Back to Blog
10 min read
TECHNICAL

How Our AI Learns to Trade: Training an Ensemble Classifier to Predict Crypto Market Signals

Behind every BUY and SELL signal CapTradeAI generates is a machine learning pipeline that turns raw market data into calibrated predictions. Here's a technical look at how it's built, trained, and deployed.

Machine Learning Ensemble Models Feature Engineering Quantitative Trading

Predicting whether a crypto asset will rise or fall is one of the hardest problems in computational finance. Our approach is not to predict price — it's to predict the right action: BUY, HOLD, or SELL. This distinction shapes everything from how we label training data to how we deploy the model in production.

The Core Problem: Framing Trading as Classification

Most people think of price prediction as a regression problem — forecast a number, act on it. In practice, regression targets are noisy, hard to threshold, and don't map cleanly to executable decisions. We model trading as a three-class classification problem instead:

BUY

The asset is expected to rise meaningfully over the next N periods. Enter a position.

HOLD

Insufficient signal. Market conditions are ambiguous — stay flat or maintain existing position.

SELL

The asset is expected to decline. Exit the position or do not enter.

This framing has a key advantage: the model learns to be selective. Rather than always producing an opinion, a well-trained classifier assigns high confidence to BUY or SELL only when the evidence genuinely supports it — and defaults to HOLD otherwise. In a live trading system, being wrong is costly. Being quiet when uncertain is not.

LISTED ENTRIES:
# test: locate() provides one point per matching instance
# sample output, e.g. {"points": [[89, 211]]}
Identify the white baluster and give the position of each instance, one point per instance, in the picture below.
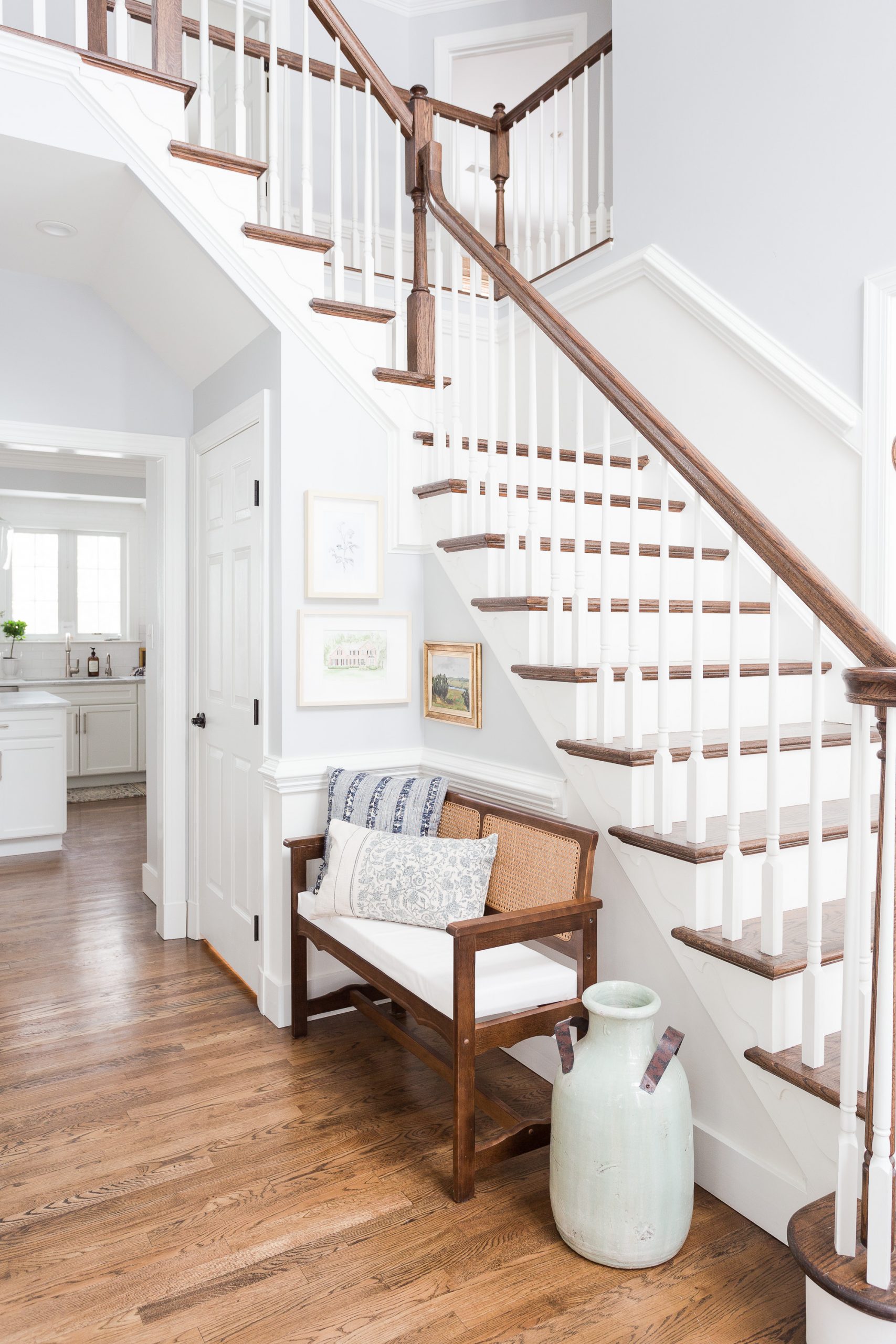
{"points": [[529, 260], [585, 219], [367, 262], [275, 203], [308, 182], [532, 530], [492, 503], [813, 1033], [605, 667], [579, 591], [555, 597], [880, 1172], [542, 261], [512, 530], [773, 869], [602, 219], [849, 1047], [338, 257], [733, 858], [635, 722], [120, 22], [399, 353], [696, 815], [555, 186], [662, 757], [206, 133], [570, 181]]}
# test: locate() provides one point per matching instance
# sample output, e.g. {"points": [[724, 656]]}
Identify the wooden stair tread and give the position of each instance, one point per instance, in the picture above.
{"points": [[567, 455], [340, 308], [647, 605], [455, 486], [794, 832], [794, 737], [495, 542], [288, 238], [217, 159], [746, 952], [405, 378], [678, 671], [820, 1083], [810, 1235]]}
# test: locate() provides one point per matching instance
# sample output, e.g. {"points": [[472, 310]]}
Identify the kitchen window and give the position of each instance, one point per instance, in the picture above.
{"points": [[65, 581]]}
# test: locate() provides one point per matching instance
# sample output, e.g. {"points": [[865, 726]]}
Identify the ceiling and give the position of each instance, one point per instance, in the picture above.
{"points": [[128, 249]]}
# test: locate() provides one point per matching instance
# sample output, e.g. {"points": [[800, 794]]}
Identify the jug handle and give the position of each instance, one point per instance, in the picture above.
{"points": [[668, 1047], [565, 1040]]}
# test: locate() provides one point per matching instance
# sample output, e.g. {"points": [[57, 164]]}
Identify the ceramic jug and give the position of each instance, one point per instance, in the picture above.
{"points": [[621, 1133]]}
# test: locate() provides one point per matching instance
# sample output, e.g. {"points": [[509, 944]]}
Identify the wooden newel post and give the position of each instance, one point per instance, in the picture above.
{"points": [[876, 686], [166, 37], [421, 304]]}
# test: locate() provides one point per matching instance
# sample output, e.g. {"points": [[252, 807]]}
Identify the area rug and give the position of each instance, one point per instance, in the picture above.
{"points": [[108, 791]]}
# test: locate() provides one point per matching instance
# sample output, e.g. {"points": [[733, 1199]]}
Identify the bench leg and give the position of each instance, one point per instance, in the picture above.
{"points": [[464, 1070]]}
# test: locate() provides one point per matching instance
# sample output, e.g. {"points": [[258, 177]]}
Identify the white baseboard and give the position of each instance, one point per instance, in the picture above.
{"points": [[151, 884]]}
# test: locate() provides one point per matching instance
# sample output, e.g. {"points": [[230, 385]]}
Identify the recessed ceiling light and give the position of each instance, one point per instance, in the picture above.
{"points": [[56, 227]]}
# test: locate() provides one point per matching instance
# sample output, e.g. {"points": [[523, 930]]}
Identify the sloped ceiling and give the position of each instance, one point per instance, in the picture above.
{"points": [[128, 249]]}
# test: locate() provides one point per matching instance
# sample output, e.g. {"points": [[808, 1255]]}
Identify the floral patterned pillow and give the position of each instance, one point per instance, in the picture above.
{"points": [[405, 879]]}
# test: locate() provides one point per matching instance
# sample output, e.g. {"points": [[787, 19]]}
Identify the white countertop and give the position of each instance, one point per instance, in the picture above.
{"points": [[31, 701]]}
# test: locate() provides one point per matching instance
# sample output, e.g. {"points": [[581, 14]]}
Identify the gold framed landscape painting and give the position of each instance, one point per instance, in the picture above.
{"points": [[453, 683]]}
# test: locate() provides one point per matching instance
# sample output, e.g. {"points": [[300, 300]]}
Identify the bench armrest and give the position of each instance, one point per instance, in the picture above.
{"points": [[522, 925]]}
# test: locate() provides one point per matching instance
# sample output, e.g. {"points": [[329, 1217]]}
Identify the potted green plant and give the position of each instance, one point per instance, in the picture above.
{"points": [[13, 662]]}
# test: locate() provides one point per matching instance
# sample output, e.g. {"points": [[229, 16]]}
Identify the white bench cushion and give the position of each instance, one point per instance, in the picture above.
{"points": [[422, 960]]}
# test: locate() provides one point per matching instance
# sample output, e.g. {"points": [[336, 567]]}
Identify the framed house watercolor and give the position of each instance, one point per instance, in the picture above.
{"points": [[453, 683], [343, 546], [354, 658]]}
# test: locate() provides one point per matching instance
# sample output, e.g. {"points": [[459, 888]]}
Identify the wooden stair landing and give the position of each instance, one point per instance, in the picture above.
{"points": [[794, 832], [747, 954], [649, 550], [567, 455], [287, 238], [794, 737], [820, 1083], [217, 159], [455, 486]]}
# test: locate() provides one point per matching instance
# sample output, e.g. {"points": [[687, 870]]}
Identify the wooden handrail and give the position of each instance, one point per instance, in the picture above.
{"points": [[586, 58], [824, 598]]}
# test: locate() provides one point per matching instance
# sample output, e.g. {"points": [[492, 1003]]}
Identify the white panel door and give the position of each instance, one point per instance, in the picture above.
{"points": [[108, 738], [227, 662]]}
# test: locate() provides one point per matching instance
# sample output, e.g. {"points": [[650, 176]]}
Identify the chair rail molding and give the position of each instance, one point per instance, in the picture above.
{"points": [[787, 371]]}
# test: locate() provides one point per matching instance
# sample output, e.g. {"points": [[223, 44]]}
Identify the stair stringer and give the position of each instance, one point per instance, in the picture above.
{"points": [[49, 96], [761, 1144]]}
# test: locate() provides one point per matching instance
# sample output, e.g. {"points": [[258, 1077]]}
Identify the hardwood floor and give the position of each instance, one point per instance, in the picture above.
{"points": [[178, 1170]]}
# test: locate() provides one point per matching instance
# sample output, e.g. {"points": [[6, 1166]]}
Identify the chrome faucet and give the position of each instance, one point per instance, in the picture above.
{"points": [[70, 671]]}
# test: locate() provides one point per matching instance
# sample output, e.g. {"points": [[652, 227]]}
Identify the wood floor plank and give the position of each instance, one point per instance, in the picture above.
{"points": [[178, 1171]]}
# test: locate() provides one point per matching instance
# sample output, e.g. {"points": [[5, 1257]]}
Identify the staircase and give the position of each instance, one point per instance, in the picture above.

GIVEN TASK:
Extend the article on training a classifier to predict crypto trading signals, starting after its last sentence.

OUTPUT FOR THIS EXERCISE:
Labeling Historical Data Without Leakage

Supervised learning requires ground-truth labels. For a trading classifier, this means looking at each historical bar and deciding, with hindsight, whether a BUY, HOLD, or SELL would have been the correct action.

We label based on forward returns over a short horizon: if the asset's price N bars later is sufficiently higher, we label the bar BUY; if it is sufficiently lower, SELL; otherwise HOLD. The thresholds are derived from the distribution of returns in the training window, producing balanced class proportions across different market regimes.

⚠️ The Data Leakage Problem

A critical error in many trading ML pipelines is including features derived from future data in the training set. Common examples include future prices used to compute rolling highs/lows, or label quantiles calculated over the full dataset before splitting train/test.

We explicitly audit and exclude all such features. The label horizon (future return) is only ever used to construct the target — never as an input feature. Cross-validation is done on strict temporal folds: the model never sees future data during training or validation, even indirectly.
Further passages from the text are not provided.